**Instructions to follow**
Copy the rows character for character, from the first one through the line holding "[119, 137, 192, 193]", including that line. Leave the pictures out of your answer.

Rows of box annotation data
..........

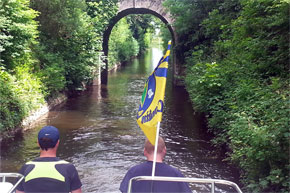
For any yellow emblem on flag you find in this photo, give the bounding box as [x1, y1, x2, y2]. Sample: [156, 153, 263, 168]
[137, 41, 171, 145]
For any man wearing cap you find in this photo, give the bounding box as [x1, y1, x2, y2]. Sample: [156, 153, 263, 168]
[16, 126, 82, 193]
[119, 137, 192, 193]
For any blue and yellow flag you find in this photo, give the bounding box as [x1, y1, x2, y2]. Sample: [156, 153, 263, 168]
[137, 41, 171, 145]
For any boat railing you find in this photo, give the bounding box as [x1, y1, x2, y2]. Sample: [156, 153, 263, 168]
[128, 176, 242, 193]
[0, 173, 24, 193]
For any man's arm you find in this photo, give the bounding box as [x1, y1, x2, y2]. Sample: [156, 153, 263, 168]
[71, 188, 82, 193]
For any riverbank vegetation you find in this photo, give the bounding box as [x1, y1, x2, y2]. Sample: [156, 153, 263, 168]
[165, 0, 290, 192]
[0, 0, 156, 134]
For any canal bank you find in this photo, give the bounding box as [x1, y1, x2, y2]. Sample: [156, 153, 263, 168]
[1, 48, 239, 193]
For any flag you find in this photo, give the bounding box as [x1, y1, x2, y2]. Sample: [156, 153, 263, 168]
[137, 41, 171, 145]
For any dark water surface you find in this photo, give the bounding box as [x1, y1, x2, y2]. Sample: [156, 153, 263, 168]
[0, 48, 238, 192]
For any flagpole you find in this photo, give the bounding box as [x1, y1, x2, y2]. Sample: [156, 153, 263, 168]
[152, 122, 160, 179]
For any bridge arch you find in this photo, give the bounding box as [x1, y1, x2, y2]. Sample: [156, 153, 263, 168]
[101, 0, 178, 84]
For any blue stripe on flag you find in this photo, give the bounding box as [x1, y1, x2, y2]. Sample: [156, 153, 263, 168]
[155, 68, 167, 78]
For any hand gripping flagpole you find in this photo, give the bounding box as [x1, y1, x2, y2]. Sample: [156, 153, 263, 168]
[137, 41, 171, 179]
[152, 122, 160, 180]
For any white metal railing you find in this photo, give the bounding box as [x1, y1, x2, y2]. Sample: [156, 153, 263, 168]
[0, 173, 24, 193]
[128, 176, 242, 193]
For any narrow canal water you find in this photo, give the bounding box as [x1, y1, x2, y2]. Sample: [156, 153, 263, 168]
[0, 48, 238, 193]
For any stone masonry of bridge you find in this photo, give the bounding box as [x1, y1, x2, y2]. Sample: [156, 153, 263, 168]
[101, 0, 180, 84]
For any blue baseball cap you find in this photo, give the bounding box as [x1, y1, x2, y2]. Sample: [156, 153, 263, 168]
[38, 126, 59, 148]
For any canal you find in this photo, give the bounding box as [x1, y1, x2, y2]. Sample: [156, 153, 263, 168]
[0, 48, 239, 193]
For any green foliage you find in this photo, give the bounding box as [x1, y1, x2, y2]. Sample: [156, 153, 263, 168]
[166, 0, 290, 192]
[126, 14, 156, 53]
[0, 66, 45, 131]
[109, 18, 139, 68]
[32, 0, 117, 90]
[0, 0, 38, 70]
[0, 0, 117, 132]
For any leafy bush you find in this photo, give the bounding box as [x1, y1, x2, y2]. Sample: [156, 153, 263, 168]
[109, 18, 139, 69]
[0, 66, 45, 131]
[167, 0, 290, 192]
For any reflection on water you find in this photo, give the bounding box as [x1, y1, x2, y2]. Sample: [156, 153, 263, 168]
[1, 48, 238, 192]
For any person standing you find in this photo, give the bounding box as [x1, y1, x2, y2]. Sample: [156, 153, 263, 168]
[16, 126, 82, 193]
[120, 137, 192, 193]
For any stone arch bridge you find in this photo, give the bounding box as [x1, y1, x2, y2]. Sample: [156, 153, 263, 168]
[101, 0, 180, 84]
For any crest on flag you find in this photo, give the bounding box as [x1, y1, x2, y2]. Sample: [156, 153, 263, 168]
[137, 41, 171, 145]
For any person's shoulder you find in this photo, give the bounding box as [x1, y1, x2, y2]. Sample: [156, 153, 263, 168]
[128, 162, 151, 172]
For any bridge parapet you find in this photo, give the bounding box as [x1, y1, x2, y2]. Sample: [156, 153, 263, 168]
[101, 0, 181, 84]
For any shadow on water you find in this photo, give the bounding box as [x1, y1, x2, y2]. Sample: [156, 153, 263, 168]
[0, 48, 239, 192]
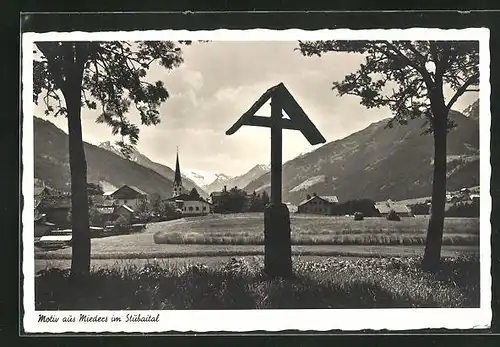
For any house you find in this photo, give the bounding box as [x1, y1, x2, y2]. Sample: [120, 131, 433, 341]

..........

**Solution to this exercise**
For any yellow emblem on flag you find in this photo, give the bounding box as [x1, y1, x2, y2]. Sample: [156, 153, 263, 168]
[137, 41, 171, 145]
For any man wearing cap you find in this photo, give the bounding box as [x1, y1, x2, y2]. Sample: [156, 153, 263, 168]
[16, 126, 82, 193]
[119, 137, 192, 193]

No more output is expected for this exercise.